- _DATA SECTION_:
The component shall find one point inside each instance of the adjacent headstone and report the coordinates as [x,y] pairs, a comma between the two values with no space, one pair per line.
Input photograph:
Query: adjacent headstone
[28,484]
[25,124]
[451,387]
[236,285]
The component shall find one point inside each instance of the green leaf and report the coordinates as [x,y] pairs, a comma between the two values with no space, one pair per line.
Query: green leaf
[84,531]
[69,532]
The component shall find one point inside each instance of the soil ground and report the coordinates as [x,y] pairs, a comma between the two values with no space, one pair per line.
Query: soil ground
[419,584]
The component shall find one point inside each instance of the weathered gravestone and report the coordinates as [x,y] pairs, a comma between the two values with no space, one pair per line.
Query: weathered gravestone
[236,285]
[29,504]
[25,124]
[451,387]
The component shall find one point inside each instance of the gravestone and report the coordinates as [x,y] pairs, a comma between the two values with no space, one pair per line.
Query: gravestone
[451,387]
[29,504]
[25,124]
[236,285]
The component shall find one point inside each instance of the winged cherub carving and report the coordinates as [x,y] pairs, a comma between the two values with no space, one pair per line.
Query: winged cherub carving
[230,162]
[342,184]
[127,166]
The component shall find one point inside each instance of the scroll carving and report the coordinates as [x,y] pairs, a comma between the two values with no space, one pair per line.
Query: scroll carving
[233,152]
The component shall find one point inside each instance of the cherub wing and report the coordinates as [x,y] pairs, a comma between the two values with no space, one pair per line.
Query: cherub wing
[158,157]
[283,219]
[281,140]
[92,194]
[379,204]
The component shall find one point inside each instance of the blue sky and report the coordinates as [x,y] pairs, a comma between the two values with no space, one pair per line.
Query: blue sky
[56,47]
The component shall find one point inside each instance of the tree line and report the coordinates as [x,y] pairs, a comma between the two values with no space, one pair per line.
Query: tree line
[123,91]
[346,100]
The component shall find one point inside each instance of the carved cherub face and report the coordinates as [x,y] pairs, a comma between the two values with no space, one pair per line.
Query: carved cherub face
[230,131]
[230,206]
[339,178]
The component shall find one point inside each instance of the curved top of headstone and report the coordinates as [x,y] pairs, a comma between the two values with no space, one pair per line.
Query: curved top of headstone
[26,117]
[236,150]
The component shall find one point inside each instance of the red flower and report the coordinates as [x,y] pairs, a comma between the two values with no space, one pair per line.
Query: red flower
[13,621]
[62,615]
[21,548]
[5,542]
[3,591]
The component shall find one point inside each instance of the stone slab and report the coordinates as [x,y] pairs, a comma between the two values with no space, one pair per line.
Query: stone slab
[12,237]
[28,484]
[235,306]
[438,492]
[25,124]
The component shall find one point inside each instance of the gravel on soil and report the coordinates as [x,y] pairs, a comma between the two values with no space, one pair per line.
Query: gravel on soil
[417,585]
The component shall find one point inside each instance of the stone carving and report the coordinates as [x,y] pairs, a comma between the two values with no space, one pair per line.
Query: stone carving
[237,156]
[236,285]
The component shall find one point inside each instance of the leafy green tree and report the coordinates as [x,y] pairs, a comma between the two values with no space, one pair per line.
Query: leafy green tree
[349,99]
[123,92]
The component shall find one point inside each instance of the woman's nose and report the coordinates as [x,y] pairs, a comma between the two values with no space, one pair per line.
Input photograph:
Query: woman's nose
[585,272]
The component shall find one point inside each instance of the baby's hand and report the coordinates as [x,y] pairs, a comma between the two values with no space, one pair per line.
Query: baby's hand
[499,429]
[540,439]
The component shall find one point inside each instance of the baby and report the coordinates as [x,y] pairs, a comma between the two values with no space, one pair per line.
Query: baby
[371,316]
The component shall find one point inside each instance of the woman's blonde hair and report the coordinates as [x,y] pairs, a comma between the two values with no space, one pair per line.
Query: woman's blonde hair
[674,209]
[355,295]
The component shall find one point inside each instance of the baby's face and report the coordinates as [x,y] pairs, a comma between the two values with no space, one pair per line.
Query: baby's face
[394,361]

- _TASK REQUIREMENTS_: Give all the entries again exactly; leave none out.

- _EXERCISE OUTPUT_:
The component shall find one point inside each instance of the adjacent headstone and report the coordinates as [x,y] pairs, a comma between the two values with no space, one pair per line.
Input photograph:
Query: adjacent headstone
[28,484]
[25,124]
[451,387]
[236,285]
The component shall find one point inside each instance of the green leaf and report the coordinates as [x,y] pairs, a comma between the two values with no space, one pair per line.
Query: green leaf
[84,531]
[69,532]
The component shall find one point inside each instance of the soil ground and report the coordinates as [x,y] pairs, a comma between the two values with no space, one pair per line.
Query: soil ground
[419,584]
The component shall find one point inside each instance of the weathered gravestone and report the coordinates as [x,y] pairs, a comma between the two values with no space, one pair per line.
Query: weathered gravestone
[236,285]
[29,504]
[25,124]
[451,387]
The component shall find one point inside each instance of the gravestone and report the coordinates as [x,y] pairs, a comma between the two values with no space, one pair per line.
Query: gravestone
[451,387]
[29,504]
[25,124]
[236,285]
The component shall find one point inside each instance of the winged cherub carving and report the coordinates as [x,y] pairs, a comma between the two values with no space, one pair per line.
Query: winged cherub carving
[230,162]
[342,184]
[127,166]
The component shall find one point inside each instance of the scroll carving and report the coordinates as [x,y] pairs, a comma between the two values with no space, one pair per line.
Query: scroll carving
[233,152]
The component shall find one point inside each instance of the cherub wing and report the coordinates as [x,y] pairs, a comma between the two values with no space, one pair per line.
Query: cherub wing
[158,157]
[283,219]
[281,140]
[92,194]
[379,204]
The component shall find one point inside each instance of the blue sky and report the coordinates as [x,y] pairs, a comma between the two values with no space, one pair per line.
Query: blue sky
[56,47]
The component shall find one point inside each instance of the tree line and report the coordinates as [x,y] pairs, a comma between the two values with no space, one pair per line.
Query: tree line
[123,91]
[346,100]
The component shall find one point inside each instance of the carved cherub face and report the coordinates as [x,y] pairs, a comma between the two values with no space, one pair per line.
Query: carved cherub face
[230,131]
[230,206]
[339,178]
The component shall find one point inside each instance of the curved top of headstone and report the coordinates as [x,y] pairs, a comma between the two values with no space, one pair per line.
Query: curved top of headstone
[26,117]
[236,150]
The component shall find one point inside each instance of the red flower and report the coordinates as [x,y] pairs, a comma between the two values with no space, one pair per line.
Query: red flower
[13,621]
[62,615]
[21,548]
[5,542]
[3,591]
The component shall find one point inside each instance of the stone slab and report the coordinates as [x,y] pairs, a comma between the two values with no space, one pair per line.
Query: stone slab
[12,237]
[28,484]
[235,306]
[438,492]
[25,124]
The component shall find one point inside each instance of the gravel on soil and report the coordinates as [x,y] pairs, a comma between the two values with no space, one pair per line.
Query: gravel on soil
[417,585]
The component shall find one point inside each instance of the stone carving and report the coordinates as [x,y] pairs, a comma between the two values with no space, one pair per line.
Query: stone carving
[237,156]
[236,285]
The component shall find one point inside each instance of the leafy green tree and report the coordinates as [x,y] pairs, a comma between the two values with no space, one pair per line.
Query: leafy green tree
[349,99]
[123,92]
The component shall find one point inside each instance of the woman's nose and report the coordinates as [x,y] pairs, a comma between the two values with no space, one pair per line.
Input photograph:
Query: woman's nose
[585,272]
The component shall find one point inside each instance of the baby's hand and report the coordinates as [x,y] pairs, a comma between the two values with no space, one pair per line.
Query: baby's hand
[499,429]
[540,439]
The component shall find one point inside each instance of the baby and report the coordinates as [x,y] pairs, a comma between the two values with no space, one pair per line.
Query: baby
[371,316]
The component shall find one point inside each instance of the woman's blonde hair and report the coordinates as [x,y] pairs, a comma between the two values with no space, one pair per line.
Query: woman's blonde hair
[674,209]
[355,295]
The component shall find one point inside each instance of the baby's face and report the coordinates as [x,y] pairs, a comma between the two values with no space, one pair per line.
Query: baby's face
[394,361]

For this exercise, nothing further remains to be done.